■ What you will do
1 > In the introduction on anesthesia intensity, when is the lack of an anesthesia intensity metric especially acute?
2 > Extend the introduction on anesthesia intensity past its final sentence.

Segment Start: Source document

Introduction
The healthcare reimbursement system is shifting from one based on the volume of services provided to one based on the value of care provided. Value-based care models often set a benchmark for expected expenditures in the form of capitation or bundled payments. To be able to implement these value-based care models, expenditures often need to be compared across settings and regions. Anesthesia expenditures vary considerably, and they are a nontrivial component of a surgical episode. Anesthesia services and anesthetic plans can vary widely by surgical procedure, duration of procedure, level of intraoperative anesthetic management/monitoring, and anticipated postoperative level of care. Patient comorbidities and other factors may also influence the anesthetic plan and intra-operative anesthetic management. Analyses of anesthesia services require comparisons of expenditures, quality, and other outcomes across settings, facility types, and provider types. To ensure that like comparisons are being made, variations in anesthesia services need to be controlled for.
Although studies have used a variety of proxies, no single variable or measure captures the intensity of an anesthetic management/monitoring plan while accounting for both the complexity and duration of the surgical procedure (Dulisse & Cromwell, 2010; French et al., 2016; Sinclair et al., 2014). This lack of an anesthesia intensity metric is especially acute when using cross-sectional administrative claims data, a common analytic dataset (Healthcare Cost and Utilization Project (HCUP), 2019). Without a measure to control for intensity, comparisons of anesthesia service outcomes across settings may not be as robust.

Segment End: Source document
Segment Start: Provided data

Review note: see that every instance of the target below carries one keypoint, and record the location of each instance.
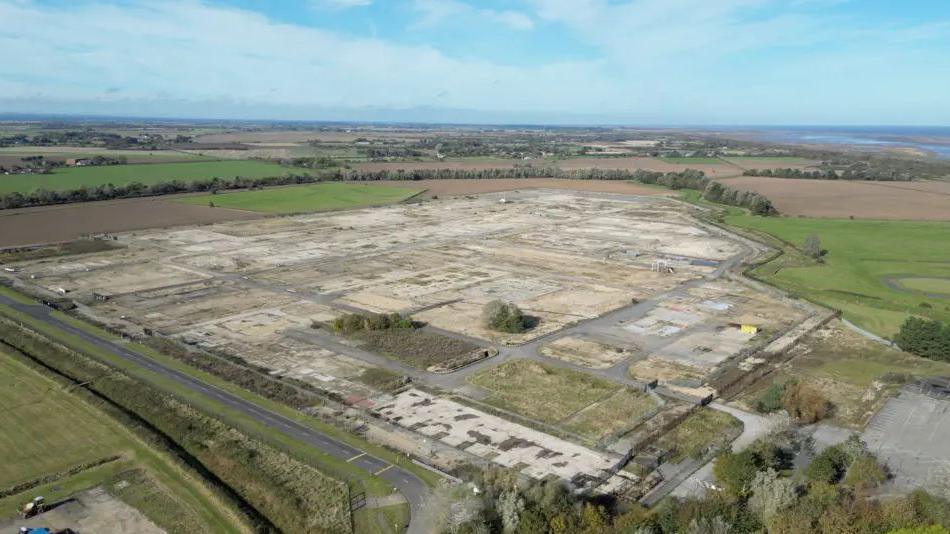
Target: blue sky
(634, 62)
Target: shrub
(736, 471)
(930, 339)
(504, 317)
(805, 403)
(828, 466)
(771, 399)
(351, 323)
(865, 473)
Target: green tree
(923, 337)
(812, 246)
(504, 317)
(770, 494)
(828, 466)
(735, 472)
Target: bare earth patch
(584, 352)
(620, 412)
(539, 391)
(52, 224)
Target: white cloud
(435, 12)
(196, 52)
(339, 4)
(655, 61)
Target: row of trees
(759, 490)
(854, 172)
(688, 179)
(756, 203)
(43, 197)
(923, 337)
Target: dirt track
(927, 201)
(50, 224)
(470, 187)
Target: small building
(749, 329)
(749, 324)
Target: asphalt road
(412, 488)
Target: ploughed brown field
(52, 224)
(632, 163)
(491, 185)
(928, 201)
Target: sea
(932, 139)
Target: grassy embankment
(49, 432)
(876, 272)
(69, 178)
(358, 481)
(307, 198)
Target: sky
(632, 62)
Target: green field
(47, 430)
(359, 481)
(791, 160)
(702, 159)
(131, 156)
(306, 198)
(863, 256)
(65, 179)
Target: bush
(930, 339)
(771, 399)
(865, 473)
(351, 323)
(504, 317)
(736, 471)
(829, 466)
(805, 403)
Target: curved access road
(411, 487)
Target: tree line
(756, 490)
(711, 190)
(851, 173)
(44, 197)
(688, 179)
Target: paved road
(412, 488)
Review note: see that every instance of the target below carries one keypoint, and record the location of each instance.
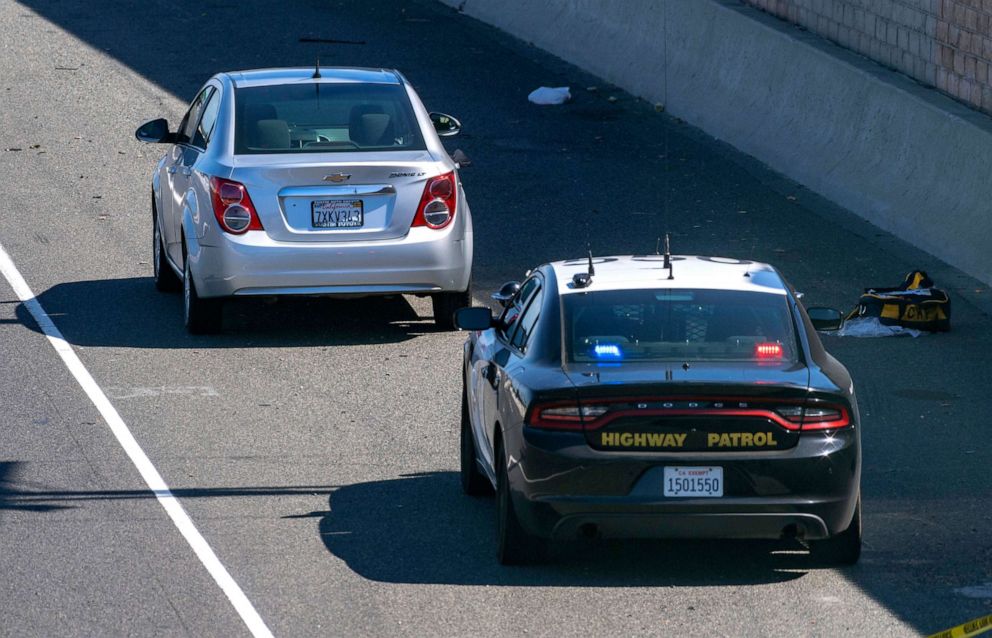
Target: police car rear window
(678, 325)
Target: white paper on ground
(546, 95)
(872, 327)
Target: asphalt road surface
(314, 444)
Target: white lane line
(141, 461)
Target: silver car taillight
(437, 205)
(233, 207)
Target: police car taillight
(564, 416)
(816, 417)
(825, 418)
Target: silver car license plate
(694, 481)
(337, 213)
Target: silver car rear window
(618, 326)
(324, 118)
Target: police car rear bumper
(564, 489)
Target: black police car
(660, 397)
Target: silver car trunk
(336, 196)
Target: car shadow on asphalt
(130, 313)
(421, 528)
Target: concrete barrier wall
(902, 156)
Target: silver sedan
(321, 181)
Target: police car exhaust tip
(793, 531)
(589, 531)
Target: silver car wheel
(187, 290)
(156, 249)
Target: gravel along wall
(899, 154)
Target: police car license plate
(337, 213)
(693, 481)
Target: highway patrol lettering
(641, 439)
(741, 439)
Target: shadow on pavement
(130, 313)
(421, 529)
(10, 493)
(16, 494)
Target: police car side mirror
(473, 318)
(825, 318)
(506, 293)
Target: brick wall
(942, 43)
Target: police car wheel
(515, 545)
(842, 549)
(473, 482)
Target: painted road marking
(121, 392)
(138, 457)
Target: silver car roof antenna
(668, 258)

Segment End: Provided data

■ Responses per task
1 > When using cross-sectional administrative claims data.

2 >
The American Society of Anesthesiologists (ASA) Relative Value Guide (RVG) provides a mechanism for linking the anticipated complexity of the anesthetic plan to a specific surgical procedure. This is accomplished by assigning “base unit” values to Current Procedural Terminology (CPT) codes on the anesthesia claim. The rationale underlying the ASA base units is that they reflect the complexity of both preoperative evaluation and planning and implementing the anesthetic plan (Sinclair et al., 2014). Higher base units are assigned to anesthesia CPT codes with higher average anticipated difficulty in anesthetic plans and preoperative evaluation complexity. For example, anesthesia for procedures on veins of the lower leg (CPT code 01520) is assigned a base unit of 5, and anesthesia for procedures on major lower abdominal wall blood vessels (CPT code 00880) is assigned a base unit of 15. Of the 272 anesthesia CPT codes assigned base units, the most common base unit is 5, associated with 53 CPT codes; only 35 percent of all anesthesia CPT codes have base units of 7 or higher (Centers for Medicare & Medicaid Services (CMS), n.d.-a).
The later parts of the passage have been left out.